O QUE FAZER:
1 - Diga se cada afirmação abaixo está de acordo com o trecho sobre a educação brasileira. Responda sim ou não e cite as palavras exatas do trecho que decidem a questão.
(a) Os professores/alunos tinham Bacharelado.
(b) A crise na educação amplia as diferenças entre as classes sociais.
(c) A frase "Pensar dói" é atribuída a Darci Ribeiro.
2 - Liste todos os lugares geográficos mencionados no trecho sobre a educação brasileira.
3 - Traduza para o inglês a frase "Não é tarefa fácil aprender a aprender.", que aparece no trecho sobre a educação brasileira.

TRECHO DO DOCUMENTO:
★ ★ ★ ★ ★ ★ ★

Naquele dia, com certeza, não haveria aula. Quem inventou o livro guia do
professor, deveria, para o bem da educação, ser preso, pegando uma severa
pena.
Aqueles
professores/alunos exerciam à docência ilegalmente, pois não eram portadores de
uma Licenciatura na área. O pecado tornava-se ainda mais grave. Aqueles professores/alunos
não possuíam nenhuma formação superior, nem Licenciatura nem Bacharelado. Simplesmente concluíram o Ensino Médio e se
tornaram professores. A maioria estavam há mais de quinze anos em sala de aula.
Por crime tão grave, quem deveria ser punido?
O professor ou o Estado? Uma triste constatação: aqueles
alunos/professores adquiriram estabilidade funcional, iriam exercer aquela
atividade até a sua aposentadoria. Para dizer a verdade, estavam fazendo aquele
curso de qualificação, muito mais interessados em conquistar um adicional
financeiro em seus salários, melhorando os proventos de suas próximas aposentadorias,
do que preocupados em sua qualificação profissional. Não era por vontade
própria que estavam ali. Buscavam apenas corrigir uma ilegalidade, atendendo as
determinações da LDB - Lei
de Diretrizes e Bases da Educação, que, no seu Artigo nº 62, exige expressamente: “A
formação de docentes para atuar na educação básica far-se-á em nível superior,
em curso de licenciatura plena, admitida, como formação mínima para o exercício
do magistério na educação infantil e nos cinco primeiros anos do ensino
fundamental, a oferecida em nível médio, na modalidade normal.” Carregar aquele
curso era um verdadeiro sofrimento. Tinham perdido o hábito de lidar com
conceitos. O exercício do pensamento é exaustivo, um verdadeiro parto, tanto do
corpo, quanto da alma. “Pensar dói”, é o que nos diz Platão. Todo processo de
aprendizagem é demorado, cheio de armadilhas, subidas de montanhas e decidas de
vales... Não é tarefa fácil aprender a aprender. Tudo é muito lento e demorado.
Antes de contemplar o sol, é necessário aprender a identificar o seu reflexo nas
águas. Diante dessas e de outras
dificuldades que as circunstâncias da vida vão imponto a cada um em sua
caminhada, muitos alunos desistem do curso, abandonando o caminho dos livros. O
que vale para aquela turma, vale para a Bahia, o Nordeste e o Brasil. A
educação brasileira encontra-se em crise. Aqui cabe a pergunta? Quando ela não
esteve em crise? “A
crise da educação no Brasil não é uma crise; é um projeto”
(Darci Ribeiro). Claro que existe exceções. Aqui e ali, encontra-se guetos de
ensino de boa qualidade, mas ela custa caro, pertence a uma elite privilegiada,
não é de responsabilidade do Estado. Essa exceção só confirma a regra. A crise
na educação, amplia, ainda mais, as diferenças entre as classes sociais. A
tragédia está aí. É um fato, não uma especulação. Quem são os responsáveis? É
preciso identificá-los para responsabilizá-los. Eles não aparecem. Protegem-se
nos labirintos da burocracia do Estado, escondem-se, negam suas
responsabilidades, mesmo quando suas digitais estão na cena do crime.

★ ★ ★ ★ ★ ★ ★

DADOS FORNECIDOS:

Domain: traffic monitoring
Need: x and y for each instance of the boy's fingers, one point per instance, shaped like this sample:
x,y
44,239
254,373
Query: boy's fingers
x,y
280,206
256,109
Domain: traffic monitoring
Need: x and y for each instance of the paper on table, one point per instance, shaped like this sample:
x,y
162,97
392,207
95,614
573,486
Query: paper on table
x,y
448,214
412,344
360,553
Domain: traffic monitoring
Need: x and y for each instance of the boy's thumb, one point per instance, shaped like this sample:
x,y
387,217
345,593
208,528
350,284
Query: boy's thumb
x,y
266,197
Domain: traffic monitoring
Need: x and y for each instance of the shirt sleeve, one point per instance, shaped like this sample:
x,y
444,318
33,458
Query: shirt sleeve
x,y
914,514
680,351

★ ★ ★ ★ ★ ★ ★

RESPOSTAS:
1 -
(a) Não: "não possuíam nenhuma formação superior, nem Licenciatura nem Bacharelado"
(b) Sim: "A crise na educação, amplia, ainda mais, as diferenças entre as classes sociais."
(c) Não: "“Pensar dói”, é o que nos diz Platão."

2 - Bahia, Nordeste, Brasil

3 - Learning to learn is not an easy task.